> **Provided information**:
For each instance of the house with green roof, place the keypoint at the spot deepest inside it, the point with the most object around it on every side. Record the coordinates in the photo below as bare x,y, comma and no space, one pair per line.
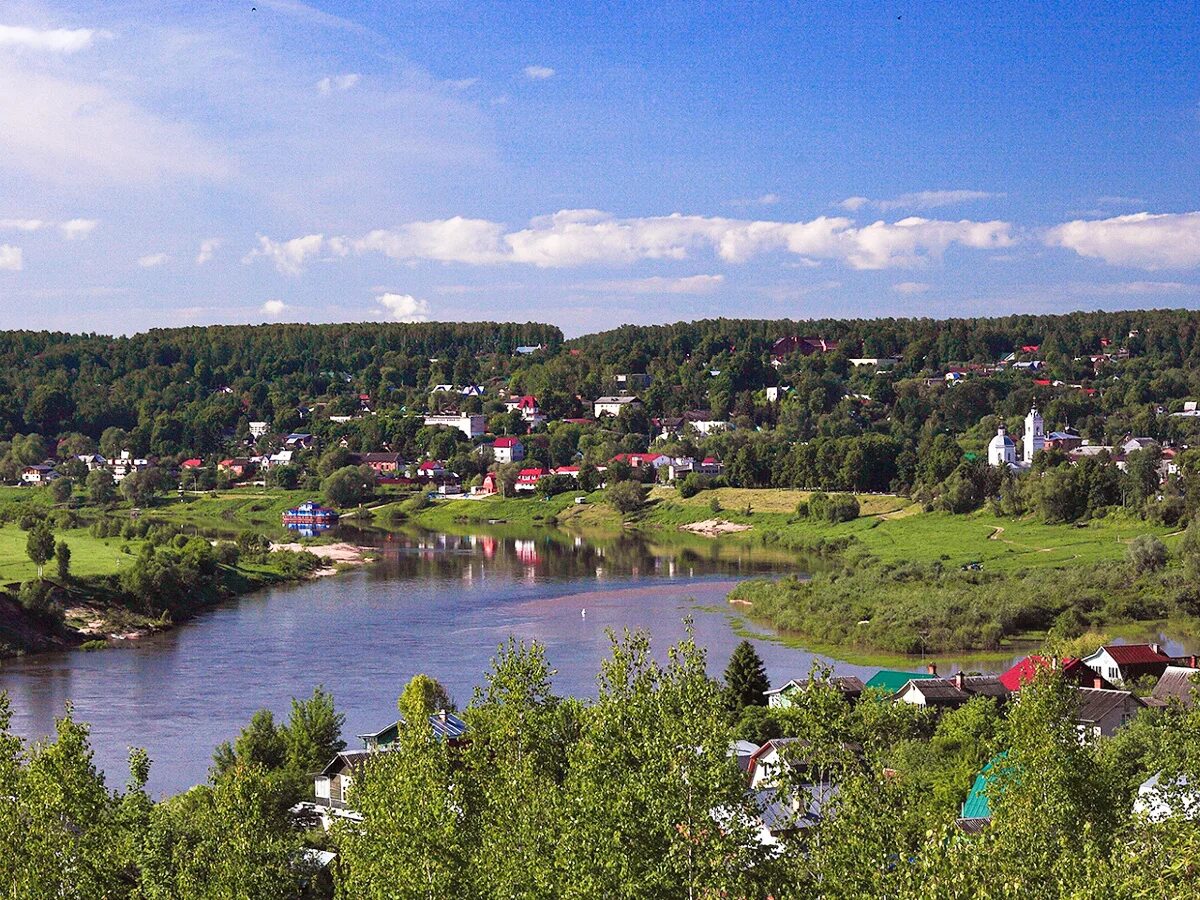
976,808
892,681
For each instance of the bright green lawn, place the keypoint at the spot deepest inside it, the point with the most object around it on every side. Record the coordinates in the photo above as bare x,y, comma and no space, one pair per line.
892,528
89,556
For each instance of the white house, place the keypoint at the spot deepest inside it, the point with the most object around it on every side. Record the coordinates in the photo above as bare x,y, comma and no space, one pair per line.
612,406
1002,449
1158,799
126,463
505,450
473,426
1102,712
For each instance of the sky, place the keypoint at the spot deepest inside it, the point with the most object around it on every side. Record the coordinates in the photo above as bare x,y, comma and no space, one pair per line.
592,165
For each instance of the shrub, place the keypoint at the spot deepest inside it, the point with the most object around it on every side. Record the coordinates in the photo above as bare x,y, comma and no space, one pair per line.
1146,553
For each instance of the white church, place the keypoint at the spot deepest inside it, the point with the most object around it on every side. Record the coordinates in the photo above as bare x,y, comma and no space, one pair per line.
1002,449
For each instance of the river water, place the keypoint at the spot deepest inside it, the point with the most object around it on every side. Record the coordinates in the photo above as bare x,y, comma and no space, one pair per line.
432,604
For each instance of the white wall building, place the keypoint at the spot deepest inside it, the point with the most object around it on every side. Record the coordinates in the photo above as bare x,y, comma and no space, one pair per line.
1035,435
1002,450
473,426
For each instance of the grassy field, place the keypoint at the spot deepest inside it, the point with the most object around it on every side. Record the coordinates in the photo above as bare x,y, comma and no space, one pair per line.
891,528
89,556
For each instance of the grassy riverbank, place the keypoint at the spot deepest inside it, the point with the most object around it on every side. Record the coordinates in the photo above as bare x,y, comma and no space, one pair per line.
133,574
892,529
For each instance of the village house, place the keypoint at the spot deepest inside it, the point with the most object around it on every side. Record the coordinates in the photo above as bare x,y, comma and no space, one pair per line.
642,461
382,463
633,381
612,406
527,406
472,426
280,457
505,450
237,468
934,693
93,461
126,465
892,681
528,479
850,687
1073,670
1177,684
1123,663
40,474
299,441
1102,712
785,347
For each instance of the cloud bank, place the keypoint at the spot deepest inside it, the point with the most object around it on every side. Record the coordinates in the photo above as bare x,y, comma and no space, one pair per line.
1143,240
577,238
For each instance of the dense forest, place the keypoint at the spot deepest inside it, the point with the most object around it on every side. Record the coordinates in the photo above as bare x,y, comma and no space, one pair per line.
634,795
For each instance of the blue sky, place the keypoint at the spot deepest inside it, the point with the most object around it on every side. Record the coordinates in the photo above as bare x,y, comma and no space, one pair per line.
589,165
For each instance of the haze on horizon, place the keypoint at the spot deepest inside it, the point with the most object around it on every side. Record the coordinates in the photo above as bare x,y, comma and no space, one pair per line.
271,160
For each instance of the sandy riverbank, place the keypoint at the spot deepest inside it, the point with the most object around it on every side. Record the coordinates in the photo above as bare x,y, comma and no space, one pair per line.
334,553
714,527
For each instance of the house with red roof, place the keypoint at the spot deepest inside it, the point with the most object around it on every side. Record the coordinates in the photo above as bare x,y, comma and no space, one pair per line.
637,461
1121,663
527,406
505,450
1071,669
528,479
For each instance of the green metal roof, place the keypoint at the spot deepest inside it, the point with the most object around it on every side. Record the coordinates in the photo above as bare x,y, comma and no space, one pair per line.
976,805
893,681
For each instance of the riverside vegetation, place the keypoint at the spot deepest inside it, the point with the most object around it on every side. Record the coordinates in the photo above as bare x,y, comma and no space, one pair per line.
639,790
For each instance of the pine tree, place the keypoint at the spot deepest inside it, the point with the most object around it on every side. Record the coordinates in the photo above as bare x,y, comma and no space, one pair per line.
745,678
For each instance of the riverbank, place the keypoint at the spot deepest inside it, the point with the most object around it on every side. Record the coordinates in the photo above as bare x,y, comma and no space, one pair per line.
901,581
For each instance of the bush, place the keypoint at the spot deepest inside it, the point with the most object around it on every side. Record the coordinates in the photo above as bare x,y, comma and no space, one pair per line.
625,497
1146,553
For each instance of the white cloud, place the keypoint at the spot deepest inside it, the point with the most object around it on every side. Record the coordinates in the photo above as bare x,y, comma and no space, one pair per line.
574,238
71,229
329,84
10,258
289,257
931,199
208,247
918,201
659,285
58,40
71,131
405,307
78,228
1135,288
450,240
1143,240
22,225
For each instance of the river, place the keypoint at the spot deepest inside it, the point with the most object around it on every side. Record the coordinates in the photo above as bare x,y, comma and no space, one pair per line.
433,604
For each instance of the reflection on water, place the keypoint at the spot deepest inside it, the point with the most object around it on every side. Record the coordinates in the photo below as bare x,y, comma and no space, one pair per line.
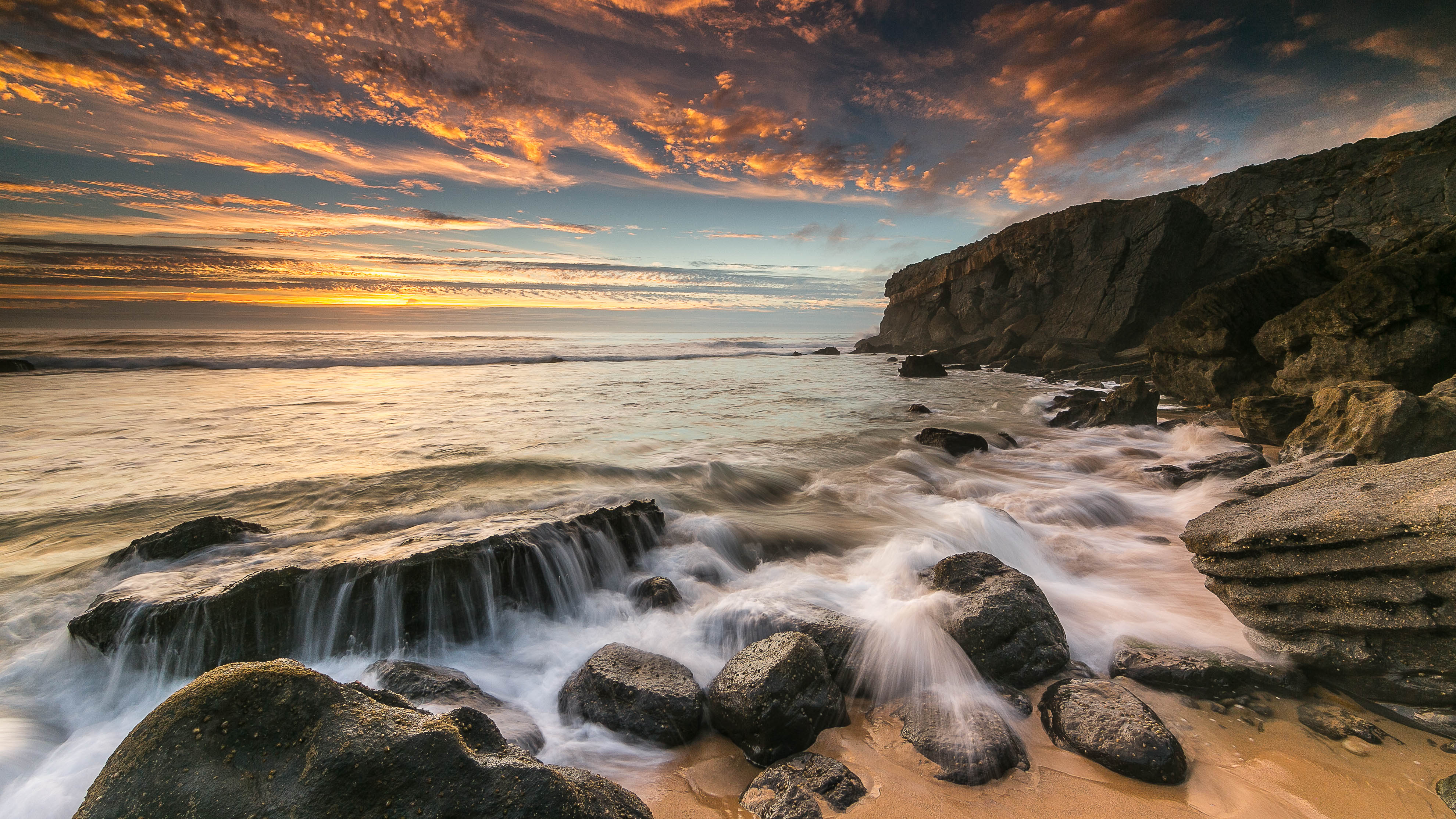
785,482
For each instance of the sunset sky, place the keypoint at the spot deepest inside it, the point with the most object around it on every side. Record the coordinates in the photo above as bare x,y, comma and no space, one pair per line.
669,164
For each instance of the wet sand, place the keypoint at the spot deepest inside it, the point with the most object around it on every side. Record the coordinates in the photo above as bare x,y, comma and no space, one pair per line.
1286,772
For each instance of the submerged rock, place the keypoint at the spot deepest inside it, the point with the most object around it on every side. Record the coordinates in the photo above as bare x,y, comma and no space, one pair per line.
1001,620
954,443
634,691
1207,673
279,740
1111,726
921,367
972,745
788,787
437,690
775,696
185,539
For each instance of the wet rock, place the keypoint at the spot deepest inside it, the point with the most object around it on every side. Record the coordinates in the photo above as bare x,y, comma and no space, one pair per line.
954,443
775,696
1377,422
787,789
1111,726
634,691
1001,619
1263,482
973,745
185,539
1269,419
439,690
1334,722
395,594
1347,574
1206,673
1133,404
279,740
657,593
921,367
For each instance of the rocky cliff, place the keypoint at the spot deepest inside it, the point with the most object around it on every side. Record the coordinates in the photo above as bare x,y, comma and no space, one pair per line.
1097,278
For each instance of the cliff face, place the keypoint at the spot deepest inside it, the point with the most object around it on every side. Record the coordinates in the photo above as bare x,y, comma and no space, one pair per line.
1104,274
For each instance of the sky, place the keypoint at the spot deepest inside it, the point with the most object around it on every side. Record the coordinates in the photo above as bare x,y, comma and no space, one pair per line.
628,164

==

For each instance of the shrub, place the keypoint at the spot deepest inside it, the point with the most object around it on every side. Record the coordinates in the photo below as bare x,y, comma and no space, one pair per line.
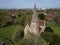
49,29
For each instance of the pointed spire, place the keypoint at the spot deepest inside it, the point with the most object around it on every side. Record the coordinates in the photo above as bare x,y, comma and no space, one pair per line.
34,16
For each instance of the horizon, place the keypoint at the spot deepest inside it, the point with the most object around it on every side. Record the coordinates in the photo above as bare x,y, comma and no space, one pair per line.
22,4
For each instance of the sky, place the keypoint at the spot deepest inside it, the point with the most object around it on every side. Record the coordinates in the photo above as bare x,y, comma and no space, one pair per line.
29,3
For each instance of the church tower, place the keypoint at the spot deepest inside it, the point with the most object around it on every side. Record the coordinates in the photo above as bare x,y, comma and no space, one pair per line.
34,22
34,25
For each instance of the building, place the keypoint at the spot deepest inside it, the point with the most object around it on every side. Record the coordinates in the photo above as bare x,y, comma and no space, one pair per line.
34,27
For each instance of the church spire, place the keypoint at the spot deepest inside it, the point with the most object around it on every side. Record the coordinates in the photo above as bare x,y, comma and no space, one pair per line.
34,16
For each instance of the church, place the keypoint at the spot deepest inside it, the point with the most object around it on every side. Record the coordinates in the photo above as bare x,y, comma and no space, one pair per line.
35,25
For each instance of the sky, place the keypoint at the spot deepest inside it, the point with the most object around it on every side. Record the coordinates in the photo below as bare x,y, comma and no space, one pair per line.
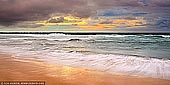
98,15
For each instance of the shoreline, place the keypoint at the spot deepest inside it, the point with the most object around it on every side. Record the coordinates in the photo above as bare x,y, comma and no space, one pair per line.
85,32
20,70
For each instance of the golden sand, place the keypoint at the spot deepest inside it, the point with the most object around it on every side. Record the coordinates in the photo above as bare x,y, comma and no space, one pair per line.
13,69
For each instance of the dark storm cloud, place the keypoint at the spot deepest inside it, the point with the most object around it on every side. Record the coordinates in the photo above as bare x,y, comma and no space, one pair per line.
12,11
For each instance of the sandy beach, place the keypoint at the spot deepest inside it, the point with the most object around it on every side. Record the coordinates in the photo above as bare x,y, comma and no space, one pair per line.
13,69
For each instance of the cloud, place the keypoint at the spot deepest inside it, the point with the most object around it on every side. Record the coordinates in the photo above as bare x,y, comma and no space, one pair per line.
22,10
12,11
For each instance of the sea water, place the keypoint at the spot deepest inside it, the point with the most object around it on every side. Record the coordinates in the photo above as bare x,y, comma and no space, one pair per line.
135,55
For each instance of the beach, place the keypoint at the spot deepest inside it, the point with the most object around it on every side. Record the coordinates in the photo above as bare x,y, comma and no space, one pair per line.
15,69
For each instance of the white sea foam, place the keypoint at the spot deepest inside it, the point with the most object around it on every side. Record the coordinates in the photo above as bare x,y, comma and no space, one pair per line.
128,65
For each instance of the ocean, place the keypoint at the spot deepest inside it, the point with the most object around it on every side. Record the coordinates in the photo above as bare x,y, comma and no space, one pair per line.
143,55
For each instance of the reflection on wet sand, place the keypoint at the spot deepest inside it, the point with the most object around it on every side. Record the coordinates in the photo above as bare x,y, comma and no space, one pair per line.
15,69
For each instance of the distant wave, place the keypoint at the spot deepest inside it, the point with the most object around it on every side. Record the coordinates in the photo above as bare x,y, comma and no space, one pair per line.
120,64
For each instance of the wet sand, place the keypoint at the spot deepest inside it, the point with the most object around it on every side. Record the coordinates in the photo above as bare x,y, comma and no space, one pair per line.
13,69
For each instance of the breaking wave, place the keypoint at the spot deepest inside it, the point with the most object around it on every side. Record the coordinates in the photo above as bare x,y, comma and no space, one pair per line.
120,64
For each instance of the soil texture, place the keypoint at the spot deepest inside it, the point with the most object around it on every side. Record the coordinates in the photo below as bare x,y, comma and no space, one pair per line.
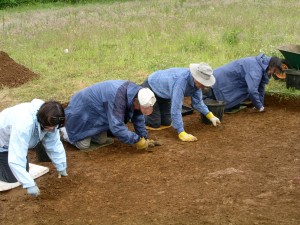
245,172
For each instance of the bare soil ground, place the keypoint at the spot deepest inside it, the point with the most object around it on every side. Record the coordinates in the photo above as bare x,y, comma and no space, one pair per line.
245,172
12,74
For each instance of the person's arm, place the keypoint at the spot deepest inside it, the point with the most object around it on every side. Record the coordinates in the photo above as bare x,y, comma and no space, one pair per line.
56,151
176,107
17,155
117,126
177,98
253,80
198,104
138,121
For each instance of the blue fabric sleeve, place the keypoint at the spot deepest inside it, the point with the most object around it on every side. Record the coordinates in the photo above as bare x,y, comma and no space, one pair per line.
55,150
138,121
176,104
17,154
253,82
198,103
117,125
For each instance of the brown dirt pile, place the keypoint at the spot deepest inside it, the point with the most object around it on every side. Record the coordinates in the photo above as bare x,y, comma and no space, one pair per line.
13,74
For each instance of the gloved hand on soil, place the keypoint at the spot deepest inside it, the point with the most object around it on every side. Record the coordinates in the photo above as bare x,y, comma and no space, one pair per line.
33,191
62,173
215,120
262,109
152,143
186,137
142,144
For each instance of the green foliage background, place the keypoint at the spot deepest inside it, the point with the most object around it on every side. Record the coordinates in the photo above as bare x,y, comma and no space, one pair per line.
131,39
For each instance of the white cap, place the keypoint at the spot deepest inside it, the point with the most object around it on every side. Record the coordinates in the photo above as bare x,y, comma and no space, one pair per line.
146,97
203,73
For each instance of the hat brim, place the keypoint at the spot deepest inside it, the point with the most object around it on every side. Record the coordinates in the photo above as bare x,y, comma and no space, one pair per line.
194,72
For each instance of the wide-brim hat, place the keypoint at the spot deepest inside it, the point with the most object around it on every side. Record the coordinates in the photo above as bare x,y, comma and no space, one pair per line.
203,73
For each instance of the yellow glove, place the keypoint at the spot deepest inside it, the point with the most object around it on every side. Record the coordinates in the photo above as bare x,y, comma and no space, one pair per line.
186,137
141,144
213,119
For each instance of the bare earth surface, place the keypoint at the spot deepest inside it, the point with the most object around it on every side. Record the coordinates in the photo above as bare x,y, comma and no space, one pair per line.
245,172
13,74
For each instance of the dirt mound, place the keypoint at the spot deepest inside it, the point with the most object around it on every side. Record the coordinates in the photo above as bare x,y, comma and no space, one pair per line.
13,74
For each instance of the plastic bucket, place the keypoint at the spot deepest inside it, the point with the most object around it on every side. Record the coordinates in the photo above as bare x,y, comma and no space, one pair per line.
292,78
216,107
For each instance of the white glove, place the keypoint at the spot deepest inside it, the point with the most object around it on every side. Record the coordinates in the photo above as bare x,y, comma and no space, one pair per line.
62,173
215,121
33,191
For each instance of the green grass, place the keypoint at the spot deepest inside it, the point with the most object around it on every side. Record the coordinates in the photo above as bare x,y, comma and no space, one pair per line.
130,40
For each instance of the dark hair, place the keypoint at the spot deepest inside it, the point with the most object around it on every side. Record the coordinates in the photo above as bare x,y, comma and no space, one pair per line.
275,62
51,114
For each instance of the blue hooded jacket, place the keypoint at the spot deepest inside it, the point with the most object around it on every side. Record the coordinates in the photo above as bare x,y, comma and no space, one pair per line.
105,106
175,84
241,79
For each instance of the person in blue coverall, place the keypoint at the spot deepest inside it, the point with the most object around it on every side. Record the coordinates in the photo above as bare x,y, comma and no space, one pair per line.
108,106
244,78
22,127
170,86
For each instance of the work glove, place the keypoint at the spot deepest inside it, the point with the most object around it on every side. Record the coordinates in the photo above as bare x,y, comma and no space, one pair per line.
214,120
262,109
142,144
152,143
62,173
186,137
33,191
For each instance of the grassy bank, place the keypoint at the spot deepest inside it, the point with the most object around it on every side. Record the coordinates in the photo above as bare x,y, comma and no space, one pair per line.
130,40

---

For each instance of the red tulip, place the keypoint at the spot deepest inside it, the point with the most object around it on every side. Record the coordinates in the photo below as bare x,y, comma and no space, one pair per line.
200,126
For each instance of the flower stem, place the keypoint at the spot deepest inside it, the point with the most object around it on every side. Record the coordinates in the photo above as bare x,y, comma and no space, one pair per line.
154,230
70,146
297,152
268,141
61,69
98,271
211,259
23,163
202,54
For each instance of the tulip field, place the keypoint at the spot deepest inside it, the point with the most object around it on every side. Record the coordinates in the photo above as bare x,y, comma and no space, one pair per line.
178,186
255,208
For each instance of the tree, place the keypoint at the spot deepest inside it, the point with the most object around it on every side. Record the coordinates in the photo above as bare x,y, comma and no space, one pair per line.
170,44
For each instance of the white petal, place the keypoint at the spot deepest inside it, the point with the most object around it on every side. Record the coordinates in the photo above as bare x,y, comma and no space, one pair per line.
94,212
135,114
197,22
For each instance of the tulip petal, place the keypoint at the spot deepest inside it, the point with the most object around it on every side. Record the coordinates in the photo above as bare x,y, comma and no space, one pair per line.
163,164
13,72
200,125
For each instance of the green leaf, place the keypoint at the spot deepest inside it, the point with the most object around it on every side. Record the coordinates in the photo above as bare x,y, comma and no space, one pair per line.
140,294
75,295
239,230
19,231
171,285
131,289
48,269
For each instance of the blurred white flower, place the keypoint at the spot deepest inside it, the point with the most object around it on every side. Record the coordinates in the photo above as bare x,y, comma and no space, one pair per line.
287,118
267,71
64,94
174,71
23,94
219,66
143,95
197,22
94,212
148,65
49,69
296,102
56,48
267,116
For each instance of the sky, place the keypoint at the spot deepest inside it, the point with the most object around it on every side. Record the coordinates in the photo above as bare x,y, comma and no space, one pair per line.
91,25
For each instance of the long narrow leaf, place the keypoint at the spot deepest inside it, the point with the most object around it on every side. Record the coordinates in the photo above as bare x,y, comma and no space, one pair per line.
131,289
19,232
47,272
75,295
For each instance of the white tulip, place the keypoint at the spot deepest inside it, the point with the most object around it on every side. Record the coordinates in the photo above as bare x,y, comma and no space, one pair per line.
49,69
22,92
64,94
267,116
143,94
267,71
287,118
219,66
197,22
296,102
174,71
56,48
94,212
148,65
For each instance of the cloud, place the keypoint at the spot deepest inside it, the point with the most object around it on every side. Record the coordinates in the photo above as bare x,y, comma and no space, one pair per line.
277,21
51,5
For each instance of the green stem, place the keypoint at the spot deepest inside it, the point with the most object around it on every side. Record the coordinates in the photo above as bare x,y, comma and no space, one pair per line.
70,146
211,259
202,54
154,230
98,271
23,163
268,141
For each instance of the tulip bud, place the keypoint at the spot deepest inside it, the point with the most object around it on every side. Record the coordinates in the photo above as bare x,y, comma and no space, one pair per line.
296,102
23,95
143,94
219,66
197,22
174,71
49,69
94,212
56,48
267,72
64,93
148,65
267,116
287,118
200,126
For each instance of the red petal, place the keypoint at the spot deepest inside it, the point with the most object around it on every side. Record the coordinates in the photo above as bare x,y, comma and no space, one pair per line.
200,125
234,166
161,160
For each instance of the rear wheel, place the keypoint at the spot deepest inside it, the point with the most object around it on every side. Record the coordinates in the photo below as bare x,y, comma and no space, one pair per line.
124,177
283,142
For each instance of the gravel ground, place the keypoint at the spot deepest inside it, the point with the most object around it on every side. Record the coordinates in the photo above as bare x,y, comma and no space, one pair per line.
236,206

> **Work to be completed**:
Select each row above that contains the string "spire" and copy it. Case counts.

> **Result**:
For each instance of the pointed spire, place the keypoint at the spot deepest inside it, the point with the most object around it on every side. Record the coordinates in the photo above as bare x,y, comma and no space, one pair per line.
For each instance of the church spire, place the keypoint at the spot deepest inside it, the point with the most object around it on every side. Record the coordinates in the photo above as bare x,y, comma and no space, one pair per line.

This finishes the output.